What you have to do - Render the part of the records that opens with the line containing "Task: pin the white" and closes with the line containing "point(166, 251)", both lines included, as a JSON list of strings with one string per line and no blank lines. Leave the pictures out.
◆ ◆ ◆ ◆
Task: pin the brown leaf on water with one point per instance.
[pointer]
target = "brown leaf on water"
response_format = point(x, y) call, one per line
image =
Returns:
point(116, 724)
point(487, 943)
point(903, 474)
◆ ◆ ◆ ◆
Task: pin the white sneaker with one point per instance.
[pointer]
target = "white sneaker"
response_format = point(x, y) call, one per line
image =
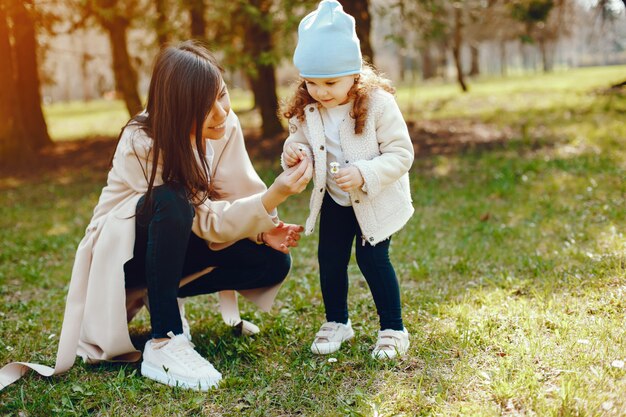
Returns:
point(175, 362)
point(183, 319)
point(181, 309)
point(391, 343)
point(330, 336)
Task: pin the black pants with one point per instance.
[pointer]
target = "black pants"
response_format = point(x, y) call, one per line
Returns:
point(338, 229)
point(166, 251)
◆ ◆ ◆ ◆
Output -
[
  "Task: pin the white sneaker with one point per instance.",
  "[pointer]",
  "target = \"white sneaker\"",
  "response_format = point(x, y) call, one per line",
  "image =",
  "Returns:",
  "point(175, 362)",
  "point(183, 319)",
  "point(181, 309)",
  "point(391, 343)",
  "point(330, 336)",
  "Task: pin the black pants with one point per instance.",
  "[pointer]",
  "target = \"black pants\"",
  "response_format = point(x, y) call, one per line",
  "Returns:",
  "point(338, 229)",
  "point(166, 251)"
]